** start of MATERIAL TO PROCESS **

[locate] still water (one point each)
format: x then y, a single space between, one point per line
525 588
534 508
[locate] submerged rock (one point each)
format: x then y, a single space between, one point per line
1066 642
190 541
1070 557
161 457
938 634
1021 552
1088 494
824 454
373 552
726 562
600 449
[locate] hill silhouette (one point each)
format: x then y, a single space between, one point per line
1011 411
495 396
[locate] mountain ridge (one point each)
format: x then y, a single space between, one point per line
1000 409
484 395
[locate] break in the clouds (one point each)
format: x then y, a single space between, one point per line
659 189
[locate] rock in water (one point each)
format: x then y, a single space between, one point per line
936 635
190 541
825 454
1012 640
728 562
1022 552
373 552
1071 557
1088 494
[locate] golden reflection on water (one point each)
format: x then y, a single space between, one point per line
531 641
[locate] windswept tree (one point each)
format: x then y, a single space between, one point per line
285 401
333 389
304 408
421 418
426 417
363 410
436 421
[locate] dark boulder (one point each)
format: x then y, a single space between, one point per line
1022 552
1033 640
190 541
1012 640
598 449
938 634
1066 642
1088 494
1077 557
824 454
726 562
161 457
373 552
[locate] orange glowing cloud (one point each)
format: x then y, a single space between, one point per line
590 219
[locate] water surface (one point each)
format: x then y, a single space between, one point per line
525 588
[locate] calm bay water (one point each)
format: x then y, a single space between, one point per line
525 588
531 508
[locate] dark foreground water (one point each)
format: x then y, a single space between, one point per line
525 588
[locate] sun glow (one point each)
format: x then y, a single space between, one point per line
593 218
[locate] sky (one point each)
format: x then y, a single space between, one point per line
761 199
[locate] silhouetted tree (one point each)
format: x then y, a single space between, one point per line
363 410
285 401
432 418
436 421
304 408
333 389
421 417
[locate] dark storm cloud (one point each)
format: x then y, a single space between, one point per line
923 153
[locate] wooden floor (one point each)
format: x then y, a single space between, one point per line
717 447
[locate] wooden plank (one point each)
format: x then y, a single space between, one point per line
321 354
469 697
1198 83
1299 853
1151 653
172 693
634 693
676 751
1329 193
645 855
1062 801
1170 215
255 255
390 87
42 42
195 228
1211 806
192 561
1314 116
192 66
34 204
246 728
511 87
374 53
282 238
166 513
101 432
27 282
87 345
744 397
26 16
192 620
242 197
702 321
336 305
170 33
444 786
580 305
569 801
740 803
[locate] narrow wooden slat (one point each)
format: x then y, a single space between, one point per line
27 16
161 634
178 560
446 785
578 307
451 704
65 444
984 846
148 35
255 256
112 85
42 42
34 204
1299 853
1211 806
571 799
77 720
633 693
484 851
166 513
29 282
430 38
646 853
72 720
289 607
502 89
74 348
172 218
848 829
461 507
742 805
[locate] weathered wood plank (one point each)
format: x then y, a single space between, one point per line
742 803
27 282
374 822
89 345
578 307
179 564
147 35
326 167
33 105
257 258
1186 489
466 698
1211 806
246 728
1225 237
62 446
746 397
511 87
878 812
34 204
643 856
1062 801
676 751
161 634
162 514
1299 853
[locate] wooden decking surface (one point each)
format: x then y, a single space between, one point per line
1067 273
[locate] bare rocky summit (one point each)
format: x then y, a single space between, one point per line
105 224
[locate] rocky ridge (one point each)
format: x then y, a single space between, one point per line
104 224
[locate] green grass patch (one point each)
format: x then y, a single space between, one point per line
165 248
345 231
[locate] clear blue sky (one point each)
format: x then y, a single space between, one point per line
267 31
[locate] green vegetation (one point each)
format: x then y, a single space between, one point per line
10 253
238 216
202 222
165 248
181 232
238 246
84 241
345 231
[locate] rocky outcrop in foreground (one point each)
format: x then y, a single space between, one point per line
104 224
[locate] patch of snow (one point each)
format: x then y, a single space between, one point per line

** end of MATERIAL TO PROCESS **

» **TASK STATEMENT**: Transcribe all of the rows above verbatim, preserving every character and line break.

» **WRITTEN ANSWER**:
[locate] still water (one point each)
format: x then y, a single space between, one point per line
525 588
534 508
[locate] submerged rock (one point each)
format: x then y, a single space between, one point per line
1066 642
190 541
1070 557
161 457
938 634
1021 552
1088 494
824 454
373 552
726 562
600 449
[locate] hill silhouette (one point each)
format: x then y, a single space between, one point per line
1011 411
495 396
[locate] mountain ridge (one point each)
format: x then y, a single space between, one point per line
1000 409
484 395
[locate] break in the clouds (one point each)
format: x then y, a single space between, one point per line
659 189
[locate] rock in water (one point each)
format: x then y, a single space between, one point per line
936 635
190 541
825 454
1012 640
728 562
1022 552
373 552
1071 557
1088 494
[locate] golden reflection on water (one point each)
format: x then y, a single space between, one point per line
531 641
[locate] windswept tree (one point each)
format: x then y, a single space between, one point per line
285 401
333 389
304 408
421 418
426 417
363 410
436 421
[locate] dark boulder (one point each)
format: x then y, a single space between, one point per line
1022 552
1033 640
190 541
1012 640
598 449
938 634
1066 642
1088 494
1077 557
824 454
726 562
161 457
373 552
[locate] orange glowing cloud (one point each)
format: x then y, a single space between, one point per line
590 219
[locate] water surface (one point each)
format: x then y, a single space between, one point per line
525 588
[locate] calm bay water (one point each)
format: x then y, a single space between, one point per line
525 588
531 508
[locate] dark foreground water (one point each)
format: x then y, a single space between, one point per line
525 588
[locate] sun glow (one point each)
format: x then y, a single space between, one point per line
593 218
[locate] sky (one point each)
format: x then y, a single space between, one point per line
761 199
[locate] silhouetted tree (one point each)
format: x then y, a single space between, one point per line
363 410
285 401
432 418
436 421
304 408
333 389
421 417
[locate] dark storm cloud (one point each)
format: x then y, a single space between, one point per line
923 153
[locate] wooden floor (one point each)
format: x then y, a single space between, one point per line
717 447
[locate] wooden plank (one point each)
format: x then y, a single space between, one point per line
321 354
469 697
1198 83
1299 853
1151 653
172 693
634 693
676 751
1329 193
645 855
1062 801
1170 215
255 255
390 87
42 42
195 228
1211 806
192 561
1314 116
192 66
34 204
246 728
511 87
374 53
282 238
166 513
101 432
27 282
87 345
744 397
26 16
192 620
242 197
702 321
336 305
170 33
444 786
580 305
569 801
740 803
[locate] narrow wooden slat (one point each)
format: x then y, a single space between, one point per line
27 16
161 634
178 560
446 785
578 307
451 704
65 444
984 846
148 35
255 256
112 85
42 42
34 204
1299 853
1211 806
571 799
77 720
633 693
484 851
166 513
29 282
430 38
646 853
72 720
289 607
502 89
74 348
172 218
848 829
461 507
742 805
[locate] weathered wood plank (one point each)
format: x then y, a single space between, one point per line
742 803
27 282
374 822
89 345
578 307
179 564
147 35
326 167
33 105
257 258
1186 489
466 698
1211 806
246 728
1225 237
62 446
746 397
511 87
878 812
34 204
643 856
1062 801
676 751
161 634
162 514
1299 853
[locate] wooden decking surface (one point each)
format: x then y, a single space between, one point per line
1067 273
[locate] bare rocky summit (one point each)
format: x then y, a single space between, one point per line
105 224
[locate] rocky ridge (one point each)
format: x then y, a single space between, one point per line
104 224
[locate] green grass patch (one point each)
format: x then y, a single space between, one point per line
165 248
345 231
[locate] clear blue sky (one point each)
format: x then y, a single space between, one point per line
267 31
[locate] green vegetation (one point each)
format: x then y, a single space between, one point per line
10 253
238 216
202 222
165 248
181 232
238 246
84 241
345 231
[locate] rocky outcrop in foreground (one point each)
format: x then y, a single space between, one point per line
104 224
[locate] patch of snow (one point each)
format: x then y, a single space between, one point per line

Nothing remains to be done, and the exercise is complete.